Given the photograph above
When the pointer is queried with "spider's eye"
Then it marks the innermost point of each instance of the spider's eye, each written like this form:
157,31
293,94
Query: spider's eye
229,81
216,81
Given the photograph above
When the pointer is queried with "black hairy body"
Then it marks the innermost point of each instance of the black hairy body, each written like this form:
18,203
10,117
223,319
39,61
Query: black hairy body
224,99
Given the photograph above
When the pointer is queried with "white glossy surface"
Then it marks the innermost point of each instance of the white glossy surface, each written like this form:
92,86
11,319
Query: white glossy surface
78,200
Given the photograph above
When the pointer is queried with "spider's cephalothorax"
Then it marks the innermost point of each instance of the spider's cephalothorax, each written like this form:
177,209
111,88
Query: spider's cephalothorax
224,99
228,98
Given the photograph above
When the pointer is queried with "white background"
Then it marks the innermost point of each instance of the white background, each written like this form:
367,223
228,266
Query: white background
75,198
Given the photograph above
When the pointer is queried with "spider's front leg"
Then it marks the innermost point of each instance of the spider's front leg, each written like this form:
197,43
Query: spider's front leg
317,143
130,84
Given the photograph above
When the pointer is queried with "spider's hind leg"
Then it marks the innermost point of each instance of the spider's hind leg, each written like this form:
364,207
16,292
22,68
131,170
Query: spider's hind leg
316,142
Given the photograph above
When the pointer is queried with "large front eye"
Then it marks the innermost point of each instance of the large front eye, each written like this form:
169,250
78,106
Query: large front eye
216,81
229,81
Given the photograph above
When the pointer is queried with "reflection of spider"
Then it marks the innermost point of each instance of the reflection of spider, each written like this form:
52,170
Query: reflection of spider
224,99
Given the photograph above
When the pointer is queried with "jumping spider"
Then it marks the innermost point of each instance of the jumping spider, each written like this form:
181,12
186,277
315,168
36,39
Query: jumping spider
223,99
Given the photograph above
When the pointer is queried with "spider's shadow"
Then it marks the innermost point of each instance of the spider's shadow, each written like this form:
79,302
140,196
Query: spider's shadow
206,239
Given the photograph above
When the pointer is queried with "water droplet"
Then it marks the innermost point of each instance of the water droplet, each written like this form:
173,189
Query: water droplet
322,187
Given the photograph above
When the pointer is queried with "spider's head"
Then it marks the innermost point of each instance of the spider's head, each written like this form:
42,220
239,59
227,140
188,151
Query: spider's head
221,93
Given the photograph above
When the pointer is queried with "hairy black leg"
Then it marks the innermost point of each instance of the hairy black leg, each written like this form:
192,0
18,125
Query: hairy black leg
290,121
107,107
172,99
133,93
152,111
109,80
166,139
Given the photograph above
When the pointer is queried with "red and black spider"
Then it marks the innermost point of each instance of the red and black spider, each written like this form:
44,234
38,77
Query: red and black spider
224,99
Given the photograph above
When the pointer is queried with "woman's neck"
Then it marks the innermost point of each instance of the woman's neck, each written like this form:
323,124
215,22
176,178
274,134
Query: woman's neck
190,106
────
* **Given problem**: Every entry above needs to be quoted exactly.

* **Task result**:
Given the photograph above
When the pointer is queried with "spider's eye"
Then it marks the innermost point of each instance of the spider's eye, each written like this form:
157,31
293,94
Query: spider's eye
229,81
216,81
Given the photograph above
When the pointer is queried with "black hairy body"
Then it marks the innermost point of each instance of the black hairy body, each written like this form:
18,203
10,117
223,319
39,61
Query: black hairy body
224,99
Given the photograph above
When the pointer is queried with "white glossy surface"
Then it marks the innermost point of each instance of the white glossy surface, each written like this form:
92,86
11,319
Query: white glossy surface
78,200
Given the photograph above
When the pointer is queried with "spider's cephalothorax"
Then it marks the innermost point of each instance of the spider's cephalothorax, each written like this form:
177,209
111,88
Query: spider's cephalothorax
224,99
228,98
Given the photograph above
When the pointer is queried with "white background"
Then it marks the innermost point of each instance of the white background, each written like this form:
367,223
228,266
Query: white background
75,198
Given the photograph above
When the pointer is queried with "spider's front leg"
Then it marks the innermost point of each instance of the spider's front leg, each written like this form:
197,43
Query: spider's front leg
317,143
130,84
Given the photograph above
When the pointer is queried with "spider's hind leg"
Then it marks the innermost point of each instance of the spider's hind leg, each written like this form:
364,207
16,292
22,68
131,170
Query: spider's hind leg
316,142
Given the photograph above
When the pointer is queried with "large front eye"
Then it marks the innermost point of each instance of the large front eye, each written like this form:
169,250
78,106
Query: large front eye
216,81
229,81
Given the photograph above
When the pointer is queried with "reflection of spider"
Then it marks the innermost point of each instance of the reflection of spider, each written like this form:
52,170
Query: reflection of spider
224,99
Given the photograph above
When the pointer is queried with "jumping spider"
Then it marks the innermost point of each instance of the jumping spider, each written like this form:
181,12
186,277
315,168
36,39
Query: jumping spider
223,99
Given the photograph above
When the pointer is queried with "spider's shadow"
Then it marks the innermost point of each instance of the spider's shadow, each written like this form:
79,302
140,196
Query: spider's shadow
206,239
Given the photograph above
When the pointer is queried with "water droplet"
Then it marks the innermost point of each instance of the water droplet, each written like this form:
173,189
Query: water droplet
322,187
Given the photograph above
When the pointer is queried with "spider's head"
Then it marks the innermost point of each instance of the spider's head, each written like this form:
42,220
239,59
227,140
188,151
Query: spider's head
221,93
Given the photograph above
When the pointer is queried with "hairy black leg"
Then it marks the innermost point of each instance of the hairy black leg, each written like this form:
192,0
18,125
Query: hairy black leg
290,121
107,107
172,99
133,93
152,111
109,80
166,139
Given the photograph above
When the pointer is queried with "red and black spider"
Then it marks the innermost point of each instance of the red and black spider, each written like this form:
44,234
38,77
Query: red and black spider
224,99
Given the photograph above
When the pointer is queried with "woman's neck"
Then it marks the innermost point of each instance of the woman's neck, each written like this form:
323,124
215,22
176,178
274,134
Query: woman's neck
190,106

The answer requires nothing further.